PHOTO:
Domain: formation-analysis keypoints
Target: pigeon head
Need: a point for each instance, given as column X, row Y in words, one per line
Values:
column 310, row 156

--

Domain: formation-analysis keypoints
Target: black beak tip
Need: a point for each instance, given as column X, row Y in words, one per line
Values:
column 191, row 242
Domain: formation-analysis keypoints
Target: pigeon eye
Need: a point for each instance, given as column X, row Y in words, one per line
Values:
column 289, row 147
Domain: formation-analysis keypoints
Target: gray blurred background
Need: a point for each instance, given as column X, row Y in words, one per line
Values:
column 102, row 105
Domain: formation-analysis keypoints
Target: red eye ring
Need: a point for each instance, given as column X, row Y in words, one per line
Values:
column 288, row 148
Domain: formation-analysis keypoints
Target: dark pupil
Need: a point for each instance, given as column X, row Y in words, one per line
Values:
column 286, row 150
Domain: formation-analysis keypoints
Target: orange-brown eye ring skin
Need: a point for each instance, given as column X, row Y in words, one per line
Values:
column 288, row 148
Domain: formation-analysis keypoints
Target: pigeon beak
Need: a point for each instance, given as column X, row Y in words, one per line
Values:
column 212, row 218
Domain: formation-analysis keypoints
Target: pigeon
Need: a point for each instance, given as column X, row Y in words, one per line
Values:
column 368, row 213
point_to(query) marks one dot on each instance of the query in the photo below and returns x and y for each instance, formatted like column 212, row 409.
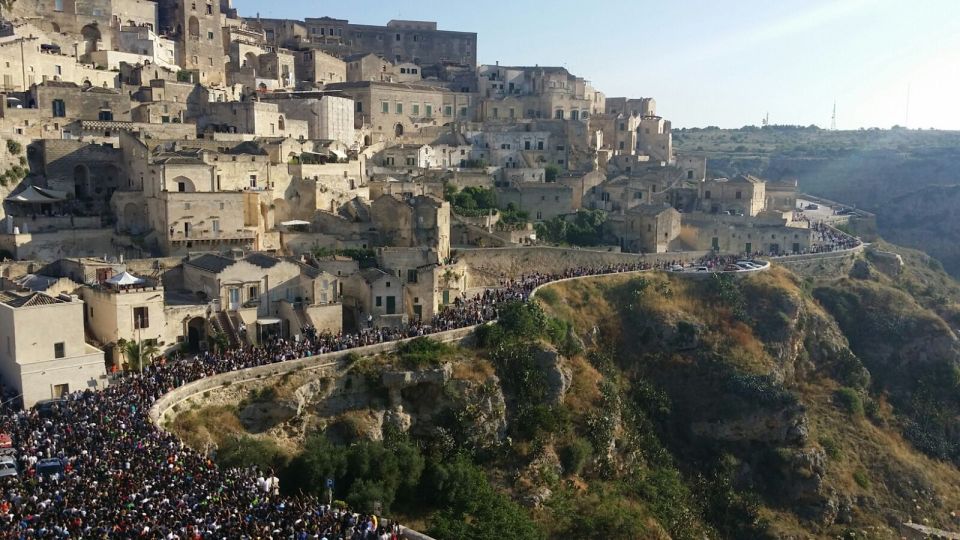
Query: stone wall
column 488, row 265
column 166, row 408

**EXERCISE DIRECTIONS**. In the entries above, please find the line with "Target: pigeon eye" and the line with "Target: orange-brown eye ring skin", then write out exactly those two lines and every line between them, and nothing more.

**PROBLEM SOLUTION**.
Target: pigeon eye
Need: a point for each instance, given as column X, row Y in words, one per line
Values:
column 289, row 147
Domain: formation-analysis keypoints
Target: gray blurred background
Need: a point for each instance, given as column X, row Y in words, one per line
Values:
column 102, row 105
Domain: formation-analysis keypoints
Target: red eye ring
Need: a point for each instance, given as column X, row Y in words, one per line
Values:
column 288, row 148
Domain: formation-analysis keypoints
Target: dark pupil
Need: a point for each instance, given as column X, row Y in words, one per line
Values:
column 286, row 150
Domain: formation-analysis keypoints
Target: orange-brown eye ring skin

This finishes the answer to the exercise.